REQUIRED WORK =
Reproduce the sea urchin abstract starting with "Three-year monitoring of" and going on through "species Paracentrotus lividus.", but swap "Three-year" for "Two-year".

Three-year monitoring of genetic diversity reveals a micro-connectivity pattern and local recruitment in the broadcast marine species Paracentrotus lividus.

In conservation and management of marine biological resources, a knowledge of connectivity is necessary to understand how local populations are naturally replenished by the arrival of new recruits from source populations. At small geographical scales, species experiencing moderate to long pelagic larval phases are mostly genetically homogeneous, which hinders inferences about local connectivity. Recent studies demonstrated that assessing genetic relatedness and kinship could provide information about local connectivity in populations with high levels of gene flow. Here, we were interested in deciphering the structure and connectivity of populations of the sea urchin Paracentrotus lividus, by monitoring populations at 11 localities distributed along a 225-km coast-line in the south-eastern French Mediterranean Sea. Using 12 microsatellite loci, we found a weak but significant genetic differentiation and observed a transient genetic differentiation among locations within temporal cohorts, without any correlation with the distance between locations, interpreted as unexplainable chaotic genetic patchiness. Among temporal cohorts, the more related individuals were mainly found within locations and the observed local differentiation (FST) correlated with the proportion of kin within locations, suggesting that larvae dispersed cohesively. Specifically, we could also reveal that populations flanking Cape Sicié were influenced by eastern populations and that local recruitment was a frequent occurrence. Overall, our results contribute to the growing number of studies showing that connectivity can be reliably assessed at a fine spatial scale even in genetically homogenous populations.

DATA TO EXAMINE =
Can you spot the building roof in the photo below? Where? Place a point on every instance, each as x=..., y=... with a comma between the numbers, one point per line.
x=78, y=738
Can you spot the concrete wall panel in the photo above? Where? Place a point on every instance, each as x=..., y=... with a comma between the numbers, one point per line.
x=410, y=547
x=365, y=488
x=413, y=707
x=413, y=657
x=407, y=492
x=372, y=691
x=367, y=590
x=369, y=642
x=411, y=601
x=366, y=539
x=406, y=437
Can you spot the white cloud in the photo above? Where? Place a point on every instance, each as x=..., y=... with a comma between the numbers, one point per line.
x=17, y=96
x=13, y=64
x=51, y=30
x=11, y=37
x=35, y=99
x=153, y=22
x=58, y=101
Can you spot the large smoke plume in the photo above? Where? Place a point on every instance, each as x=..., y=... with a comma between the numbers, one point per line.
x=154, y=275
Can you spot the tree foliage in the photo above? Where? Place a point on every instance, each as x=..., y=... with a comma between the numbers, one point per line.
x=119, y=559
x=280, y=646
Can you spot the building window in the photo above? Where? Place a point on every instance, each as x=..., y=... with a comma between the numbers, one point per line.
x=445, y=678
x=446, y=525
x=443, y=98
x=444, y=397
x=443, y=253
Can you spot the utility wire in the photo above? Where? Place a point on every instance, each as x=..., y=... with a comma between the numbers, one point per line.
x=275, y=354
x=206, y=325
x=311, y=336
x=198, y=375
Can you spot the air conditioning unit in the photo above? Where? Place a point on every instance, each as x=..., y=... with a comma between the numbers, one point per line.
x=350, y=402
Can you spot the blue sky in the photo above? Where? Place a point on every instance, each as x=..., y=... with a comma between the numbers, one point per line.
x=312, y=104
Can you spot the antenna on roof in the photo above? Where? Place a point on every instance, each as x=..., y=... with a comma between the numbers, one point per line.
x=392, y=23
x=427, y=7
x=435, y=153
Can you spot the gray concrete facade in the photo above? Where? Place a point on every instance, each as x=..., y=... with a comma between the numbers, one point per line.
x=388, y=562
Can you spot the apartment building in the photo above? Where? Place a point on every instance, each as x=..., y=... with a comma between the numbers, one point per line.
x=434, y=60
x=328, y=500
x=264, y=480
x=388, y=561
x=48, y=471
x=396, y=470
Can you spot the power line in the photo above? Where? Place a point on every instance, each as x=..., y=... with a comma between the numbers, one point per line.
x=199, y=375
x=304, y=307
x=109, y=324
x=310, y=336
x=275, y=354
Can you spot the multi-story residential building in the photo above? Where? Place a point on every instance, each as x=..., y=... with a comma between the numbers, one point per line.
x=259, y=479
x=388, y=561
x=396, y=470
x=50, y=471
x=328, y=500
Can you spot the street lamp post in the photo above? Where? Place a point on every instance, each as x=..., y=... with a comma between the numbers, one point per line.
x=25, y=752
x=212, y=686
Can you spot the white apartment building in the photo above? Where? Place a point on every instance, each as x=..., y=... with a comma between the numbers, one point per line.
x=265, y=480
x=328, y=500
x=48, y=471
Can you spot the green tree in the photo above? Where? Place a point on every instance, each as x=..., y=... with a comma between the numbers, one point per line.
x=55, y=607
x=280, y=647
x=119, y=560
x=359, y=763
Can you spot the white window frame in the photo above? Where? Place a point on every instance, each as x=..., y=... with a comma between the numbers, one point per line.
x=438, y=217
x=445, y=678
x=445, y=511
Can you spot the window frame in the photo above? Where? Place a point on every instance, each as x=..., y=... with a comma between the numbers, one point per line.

WRITTEN RESPONSE =
Two-year monitoring of genetic diversity reveals a micro-connectivity pattern and local recruitment in the broadcast marine species Paracentrotus lividus.